Aim of the task:
Please reproduce, exactly and in full, the lines running from the one that contains "Target: grass lawn" to the end of the entries.

(Saved entries)

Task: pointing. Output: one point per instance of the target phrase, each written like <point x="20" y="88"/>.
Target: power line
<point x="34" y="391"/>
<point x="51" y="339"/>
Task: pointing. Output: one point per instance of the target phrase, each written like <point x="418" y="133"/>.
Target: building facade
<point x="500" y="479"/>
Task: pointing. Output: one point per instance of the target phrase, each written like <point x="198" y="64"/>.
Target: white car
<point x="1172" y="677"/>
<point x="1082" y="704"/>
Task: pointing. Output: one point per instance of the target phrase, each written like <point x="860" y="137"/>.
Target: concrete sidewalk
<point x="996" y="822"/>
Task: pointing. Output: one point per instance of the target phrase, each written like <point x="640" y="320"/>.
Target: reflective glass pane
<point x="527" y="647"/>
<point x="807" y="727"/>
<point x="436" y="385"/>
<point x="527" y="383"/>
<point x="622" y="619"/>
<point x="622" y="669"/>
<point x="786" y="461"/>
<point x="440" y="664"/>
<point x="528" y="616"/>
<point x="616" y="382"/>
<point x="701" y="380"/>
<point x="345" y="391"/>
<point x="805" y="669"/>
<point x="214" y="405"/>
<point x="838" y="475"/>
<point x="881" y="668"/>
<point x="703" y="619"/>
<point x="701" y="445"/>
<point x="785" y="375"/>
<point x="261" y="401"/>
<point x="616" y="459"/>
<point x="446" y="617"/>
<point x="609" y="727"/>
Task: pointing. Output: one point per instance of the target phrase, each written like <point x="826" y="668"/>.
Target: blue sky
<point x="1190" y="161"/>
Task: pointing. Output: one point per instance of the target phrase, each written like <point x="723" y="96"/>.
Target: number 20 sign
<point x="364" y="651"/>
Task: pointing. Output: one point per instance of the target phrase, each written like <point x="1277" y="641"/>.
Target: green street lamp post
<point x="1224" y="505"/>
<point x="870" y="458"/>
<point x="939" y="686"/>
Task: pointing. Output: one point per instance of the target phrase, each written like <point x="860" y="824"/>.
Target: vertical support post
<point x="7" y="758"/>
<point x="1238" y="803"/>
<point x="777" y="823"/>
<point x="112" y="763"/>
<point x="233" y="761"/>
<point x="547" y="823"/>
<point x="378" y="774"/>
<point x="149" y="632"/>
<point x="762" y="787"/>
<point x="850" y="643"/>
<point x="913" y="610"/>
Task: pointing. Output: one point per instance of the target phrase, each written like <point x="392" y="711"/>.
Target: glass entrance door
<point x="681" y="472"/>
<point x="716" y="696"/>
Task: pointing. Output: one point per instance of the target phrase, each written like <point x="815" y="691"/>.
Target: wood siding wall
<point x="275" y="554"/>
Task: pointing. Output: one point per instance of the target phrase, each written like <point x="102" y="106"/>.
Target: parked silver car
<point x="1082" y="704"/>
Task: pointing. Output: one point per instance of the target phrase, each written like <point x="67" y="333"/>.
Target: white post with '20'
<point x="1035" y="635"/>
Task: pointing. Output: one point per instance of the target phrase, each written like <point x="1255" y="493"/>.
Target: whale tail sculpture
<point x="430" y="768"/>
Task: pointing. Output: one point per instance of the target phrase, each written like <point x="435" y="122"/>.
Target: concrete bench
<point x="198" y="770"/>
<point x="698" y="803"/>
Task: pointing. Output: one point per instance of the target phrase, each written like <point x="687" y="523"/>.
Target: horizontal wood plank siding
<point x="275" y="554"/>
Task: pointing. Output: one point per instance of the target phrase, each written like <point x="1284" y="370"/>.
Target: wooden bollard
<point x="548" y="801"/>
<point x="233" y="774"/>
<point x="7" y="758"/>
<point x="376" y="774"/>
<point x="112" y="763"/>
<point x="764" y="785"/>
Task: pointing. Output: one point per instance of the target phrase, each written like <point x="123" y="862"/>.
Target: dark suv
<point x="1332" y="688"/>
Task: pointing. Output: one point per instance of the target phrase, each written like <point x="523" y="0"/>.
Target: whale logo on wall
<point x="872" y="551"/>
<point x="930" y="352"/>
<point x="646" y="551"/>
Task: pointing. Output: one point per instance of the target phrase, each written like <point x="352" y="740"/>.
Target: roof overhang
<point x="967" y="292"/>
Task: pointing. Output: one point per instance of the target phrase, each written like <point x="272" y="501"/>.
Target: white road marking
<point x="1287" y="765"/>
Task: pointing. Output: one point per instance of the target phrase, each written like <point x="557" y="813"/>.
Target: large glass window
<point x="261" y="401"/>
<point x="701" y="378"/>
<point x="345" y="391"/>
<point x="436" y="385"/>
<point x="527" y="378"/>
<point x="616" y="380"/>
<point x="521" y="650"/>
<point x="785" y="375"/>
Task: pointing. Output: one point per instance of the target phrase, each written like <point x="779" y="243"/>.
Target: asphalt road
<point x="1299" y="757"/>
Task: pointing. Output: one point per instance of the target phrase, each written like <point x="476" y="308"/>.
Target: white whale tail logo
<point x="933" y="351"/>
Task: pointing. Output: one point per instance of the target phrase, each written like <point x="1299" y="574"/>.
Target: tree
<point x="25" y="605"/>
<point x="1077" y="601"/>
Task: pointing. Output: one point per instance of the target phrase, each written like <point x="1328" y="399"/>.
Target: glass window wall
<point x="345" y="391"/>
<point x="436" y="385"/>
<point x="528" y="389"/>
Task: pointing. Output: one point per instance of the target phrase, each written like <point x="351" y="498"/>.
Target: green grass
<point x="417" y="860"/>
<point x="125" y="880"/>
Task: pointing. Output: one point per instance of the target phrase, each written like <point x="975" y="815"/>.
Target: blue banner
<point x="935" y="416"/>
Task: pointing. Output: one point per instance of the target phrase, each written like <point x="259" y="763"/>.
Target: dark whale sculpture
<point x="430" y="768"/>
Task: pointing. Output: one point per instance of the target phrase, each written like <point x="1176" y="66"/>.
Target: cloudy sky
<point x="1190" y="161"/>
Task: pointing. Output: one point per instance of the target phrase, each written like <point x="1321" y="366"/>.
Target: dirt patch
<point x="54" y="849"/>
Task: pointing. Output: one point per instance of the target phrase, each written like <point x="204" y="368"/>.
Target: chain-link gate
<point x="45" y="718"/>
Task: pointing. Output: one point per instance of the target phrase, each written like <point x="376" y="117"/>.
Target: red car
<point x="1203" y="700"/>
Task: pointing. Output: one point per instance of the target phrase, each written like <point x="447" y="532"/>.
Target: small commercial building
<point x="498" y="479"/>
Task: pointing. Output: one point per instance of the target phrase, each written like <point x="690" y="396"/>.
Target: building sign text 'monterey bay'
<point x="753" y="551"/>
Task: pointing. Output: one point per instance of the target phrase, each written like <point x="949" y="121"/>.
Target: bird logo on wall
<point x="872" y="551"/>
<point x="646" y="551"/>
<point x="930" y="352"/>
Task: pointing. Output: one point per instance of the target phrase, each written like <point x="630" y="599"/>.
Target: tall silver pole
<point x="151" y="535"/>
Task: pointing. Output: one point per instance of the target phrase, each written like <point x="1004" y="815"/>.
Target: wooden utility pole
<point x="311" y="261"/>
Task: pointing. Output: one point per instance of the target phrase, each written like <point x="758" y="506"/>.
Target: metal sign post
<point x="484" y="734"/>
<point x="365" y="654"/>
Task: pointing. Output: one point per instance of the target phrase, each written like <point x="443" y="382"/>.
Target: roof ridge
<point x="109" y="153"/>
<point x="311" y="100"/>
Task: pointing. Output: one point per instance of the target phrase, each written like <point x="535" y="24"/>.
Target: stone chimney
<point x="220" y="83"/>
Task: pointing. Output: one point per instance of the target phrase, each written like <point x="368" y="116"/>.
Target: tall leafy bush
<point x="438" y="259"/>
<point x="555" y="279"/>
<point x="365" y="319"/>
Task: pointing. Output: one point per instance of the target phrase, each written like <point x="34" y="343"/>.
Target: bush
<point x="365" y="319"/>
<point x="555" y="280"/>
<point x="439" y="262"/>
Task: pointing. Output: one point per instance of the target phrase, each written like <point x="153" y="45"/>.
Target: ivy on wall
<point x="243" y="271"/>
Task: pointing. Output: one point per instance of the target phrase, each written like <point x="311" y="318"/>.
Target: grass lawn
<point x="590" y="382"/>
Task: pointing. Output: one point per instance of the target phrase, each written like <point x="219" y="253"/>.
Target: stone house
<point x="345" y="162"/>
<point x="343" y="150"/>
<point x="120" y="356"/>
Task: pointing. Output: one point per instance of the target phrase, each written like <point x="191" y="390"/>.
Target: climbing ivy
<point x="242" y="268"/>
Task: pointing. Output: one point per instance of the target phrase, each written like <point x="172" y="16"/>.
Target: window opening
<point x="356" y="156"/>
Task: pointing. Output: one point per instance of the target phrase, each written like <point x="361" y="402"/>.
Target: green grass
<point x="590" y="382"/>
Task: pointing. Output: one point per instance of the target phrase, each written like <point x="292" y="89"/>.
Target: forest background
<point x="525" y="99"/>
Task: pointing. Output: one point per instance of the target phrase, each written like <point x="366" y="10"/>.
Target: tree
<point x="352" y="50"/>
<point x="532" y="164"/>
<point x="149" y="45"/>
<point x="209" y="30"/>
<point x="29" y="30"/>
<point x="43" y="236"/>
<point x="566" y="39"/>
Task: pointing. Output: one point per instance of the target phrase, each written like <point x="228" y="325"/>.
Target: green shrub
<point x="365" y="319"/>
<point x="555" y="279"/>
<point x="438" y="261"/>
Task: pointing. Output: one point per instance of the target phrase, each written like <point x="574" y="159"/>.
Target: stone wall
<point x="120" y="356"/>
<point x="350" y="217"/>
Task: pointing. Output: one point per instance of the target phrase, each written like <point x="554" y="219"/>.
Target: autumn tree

Your response:
Target: grass lawn
<point x="590" y="382"/>
Task: pointing. Output: one point per instance of the target phrase, each written like <point x="219" y="253"/>.
Target: stone house
<point x="345" y="162"/>
<point x="343" y="150"/>
<point x="120" y="356"/>
Task: pointing. Output: one point per instance of the target phrase, each written like <point x="191" y="390"/>.
Target: climbing ivy
<point x="242" y="268"/>
Task: pointing. Output: one point per instance of the target phrase, each written like <point x="172" y="16"/>.
Target: window opening
<point x="356" y="156"/>
Task: pointing. Output: one point per instance of the target phrase, each written like <point x="361" y="402"/>.
Target: green grass
<point x="590" y="382"/>
Task: pointing. Output: one point per instance of the target phrase, each written like <point x="292" y="89"/>.
Target: forest background
<point x="525" y="99"/>
Task: pointing. Output: one point per instance of the target phrase, each written like <point x="366" y="10"/>.
Target: tree
<point x="352" y="50"/>
<point x="532" y="164"/>
<point x="149" y="45"/>
<point x="209" y="30"/>
<point x="29" y="30"/>
<point x="43" y="236"/>
<point x="566" y="39"/>
Task: pointing. Output: one point per instance of the target phrase, each written like <point x="228" y="325"/>.
Target: green shrub
<point x="365" y="319"/>
<point x="555" y="279"/>
<point x="438" y="261"/>
Task: pointing. Output: one point per instance of the target phrase, each written like <point x="574" y="159"/>.
Target: stone wall
<point x="120" y="356"/>
<point x="350" y="217"/>
Task: pointing. Output: one point per instance of the target phrase, each written like <point x="554" y="219"/>.
Target: autumn tree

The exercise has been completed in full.